=== Task to carry out ===
Pick up the news report on Saddam Hussein's execution after its final sentence and carry it forward.

=== Excerpt provided ===
--- Start ---

Baghdad/Cairo -- Shortly before dawn ushered in the most important Muslim festival of Eid al-Adha, ex-Iraqi president Saddam Hussein al-Tikriti was refusing the hood as he faced the gallows.

With dishevelled hair, the downcast former dictator offered no resistance to the two balaclava-clad hangmen who tied a black cloth round his neck and led him to his fate.

Saddam glanced briefly at the gallows then stepped onto the platform where the two placed a noose over his head and tightened it.

That was the point at which the footage beamed across the world just a few hours after the execution ended. Saddam's final moments as he hung from thick yellow rope were not shown.

"We took him to the gallows and he was saying some few slogans. He was very, very, very, broken," said Iraqi National Security Adviser Muwaffak al-Rubaie, one of the few witnesses.

"This dark chapter has now ended," al-Rubaie said, adding that now the new Iraqi government and its US mentors could draw a line under the bloody era of Saddam's dictatorship.

Hundreds of Iraqis - mostly Shiites in Baghdad and the holy city of Karbala - could not contain their delight at the demise of their former oppressor and took to the streets cheering and firing shots into the air.

The dictator's death brought satisfaction to the many victims of the regime who languished for years in its prisons and to the families of the untold numbers of people who were murdered by Saddam's henchmen.

"We want to see the blood of the man who destroyed our lives and who has our sons on his conscience flow," these people had demanded time and again.

Saddam's final hours were marked by confusion as one report after another came out about the time of his execution.

--- End ---

=== Information given ===
--- Start ---

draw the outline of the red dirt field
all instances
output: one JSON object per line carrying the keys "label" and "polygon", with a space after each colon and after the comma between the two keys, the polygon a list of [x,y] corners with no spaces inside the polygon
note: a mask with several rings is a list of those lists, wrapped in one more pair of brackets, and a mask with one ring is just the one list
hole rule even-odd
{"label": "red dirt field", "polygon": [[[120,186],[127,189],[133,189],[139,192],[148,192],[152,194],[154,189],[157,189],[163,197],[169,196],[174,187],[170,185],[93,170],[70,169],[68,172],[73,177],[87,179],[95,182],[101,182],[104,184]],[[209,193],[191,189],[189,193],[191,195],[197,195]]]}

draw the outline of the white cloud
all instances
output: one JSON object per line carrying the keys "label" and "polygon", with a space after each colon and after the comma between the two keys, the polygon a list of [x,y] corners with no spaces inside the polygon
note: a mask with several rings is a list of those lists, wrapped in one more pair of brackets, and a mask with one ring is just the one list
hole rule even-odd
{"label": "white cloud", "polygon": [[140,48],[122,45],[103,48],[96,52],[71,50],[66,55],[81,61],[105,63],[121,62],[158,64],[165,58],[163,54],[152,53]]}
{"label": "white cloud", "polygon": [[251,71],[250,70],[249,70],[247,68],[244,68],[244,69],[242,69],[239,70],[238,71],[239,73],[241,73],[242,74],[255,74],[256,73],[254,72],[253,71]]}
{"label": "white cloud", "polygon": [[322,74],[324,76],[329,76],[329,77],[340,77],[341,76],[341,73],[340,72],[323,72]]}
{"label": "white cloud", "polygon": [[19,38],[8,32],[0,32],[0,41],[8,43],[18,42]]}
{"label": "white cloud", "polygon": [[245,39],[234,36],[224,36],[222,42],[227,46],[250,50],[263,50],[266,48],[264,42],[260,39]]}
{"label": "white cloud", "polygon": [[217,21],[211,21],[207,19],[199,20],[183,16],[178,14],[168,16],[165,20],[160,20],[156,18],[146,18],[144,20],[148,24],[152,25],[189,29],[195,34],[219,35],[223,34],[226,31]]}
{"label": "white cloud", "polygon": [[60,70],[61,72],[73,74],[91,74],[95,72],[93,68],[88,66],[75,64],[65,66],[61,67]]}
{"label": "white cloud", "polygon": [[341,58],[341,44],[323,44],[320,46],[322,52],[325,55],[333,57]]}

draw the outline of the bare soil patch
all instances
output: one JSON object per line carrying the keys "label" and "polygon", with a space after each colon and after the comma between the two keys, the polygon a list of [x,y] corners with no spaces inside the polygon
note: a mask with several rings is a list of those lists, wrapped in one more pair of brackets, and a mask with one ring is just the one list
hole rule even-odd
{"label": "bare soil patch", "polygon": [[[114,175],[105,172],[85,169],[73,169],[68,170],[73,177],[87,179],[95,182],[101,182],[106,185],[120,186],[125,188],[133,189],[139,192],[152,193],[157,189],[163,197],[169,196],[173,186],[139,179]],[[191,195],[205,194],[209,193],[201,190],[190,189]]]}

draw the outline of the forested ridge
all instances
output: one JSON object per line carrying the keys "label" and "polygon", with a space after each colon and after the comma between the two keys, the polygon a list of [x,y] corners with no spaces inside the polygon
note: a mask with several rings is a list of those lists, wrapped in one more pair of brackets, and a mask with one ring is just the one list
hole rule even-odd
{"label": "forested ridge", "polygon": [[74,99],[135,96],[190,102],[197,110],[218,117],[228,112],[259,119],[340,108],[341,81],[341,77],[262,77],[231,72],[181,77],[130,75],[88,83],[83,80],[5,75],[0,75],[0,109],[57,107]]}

--- End ---

=== Result of this exercise ===
The US government vehemently denied reports from Friday afternoon that Saddam had already been given over to the Iraqi authorities.

It seemed the wary Americans thought the risk too great that their prisoner might escape at the last moment. "We don't want to find him hiding in another hole in the ground," a US military spokesman said.

For hours, government representatives held discussions in Baghdad's heavily guarded Green Zone. Finally at around midnight, Munir Haddad, a judge on the Iraqi appeals court, announced the time of the execution: 6 a.m. (0300 GMT).

Saddam had to remain a little longer in the hands of his nemesis, the Americans he had cursed as "invaders and occupiers," who had toppled him from power in April 2003 and whose soldiers discovered him seven months later hiding in a spider hole on a farm.

The prisoner was handed over about an hour before the execution - outside the US-controlled Green Zone.

"The Americans were not at the execution. They were not even in the building," al-Rubaie stressed. Apparently it was important at the end to avoid the impression that the US was in any way involved with the execution.

Al-Arabiya news network reported that the final act in the story of Saddam's life was played out in a building belonging to the Iraqi secret services in the Khadimiya district of north-west Baghdad, home to one of the holiest shrines to the Shiites who had been so mercilessly persecuted by the tyrant.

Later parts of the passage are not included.